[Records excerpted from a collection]

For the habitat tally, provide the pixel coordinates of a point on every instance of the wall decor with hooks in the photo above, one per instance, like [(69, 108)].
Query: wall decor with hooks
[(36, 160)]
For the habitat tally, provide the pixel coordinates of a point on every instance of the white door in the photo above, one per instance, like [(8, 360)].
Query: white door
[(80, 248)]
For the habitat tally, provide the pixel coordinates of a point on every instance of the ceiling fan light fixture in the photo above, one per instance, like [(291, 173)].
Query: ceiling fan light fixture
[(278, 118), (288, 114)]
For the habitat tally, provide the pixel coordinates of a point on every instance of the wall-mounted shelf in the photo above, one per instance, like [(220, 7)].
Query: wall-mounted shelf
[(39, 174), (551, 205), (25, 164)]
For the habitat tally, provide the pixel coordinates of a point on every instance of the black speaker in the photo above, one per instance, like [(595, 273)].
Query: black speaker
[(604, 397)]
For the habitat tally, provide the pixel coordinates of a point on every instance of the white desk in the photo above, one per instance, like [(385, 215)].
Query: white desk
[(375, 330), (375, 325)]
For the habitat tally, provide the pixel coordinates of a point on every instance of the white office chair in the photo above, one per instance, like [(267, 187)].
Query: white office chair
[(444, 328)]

Brief: Would you give the entries back word for word?

Result:
For the habitat tally, provide the pixel coordinates of a point on every instance of the wall decor with hooks in the photo above, one per instance, like [(69, 108)].
Query: wall decor with hooks
[(36, 160)]
For the habitat tally, provide the pixel coordinates of a point on every instance of the white door in the photo above, one per instance, like [(8, 360)].
Query: white door
[(80, 248)]
For the habitat tally, provide the pixel coordinates of a point on every instance of the ceiling fan light fixture in the photo above, one per instance, like [(291, 173)].
Query: ceiling fan light fixture
[(278, 118), (288, 114)]
For the habitat tally, provide the pixel coordinates of a point on every instance of the wall-mounted shelf in the photo above, one per instance, like [(220, 7)].
Query: wall-mounted shelf
[(39, 174), (551, 205), (25, 164)]
For the habitat tally, provide the pixel coordinates of a point on every instance of the black speaker in the photo above, one per instance, like [(595, 273)].
Query: black speaker
[(604, 397)]
For the habitat tally, provide the pixel coordinates of a point on every instance of the white desk in the photo above, one per instance, like [(385, 215)].
Query: white desk
[(375, 330), (375, 325)]
For the habitat tally, provide the pixel coordinates of a point on every instance of the white office chair in the photo above, one per instance, like [(267, 187)].
Query: white office chair
[(444, 328)]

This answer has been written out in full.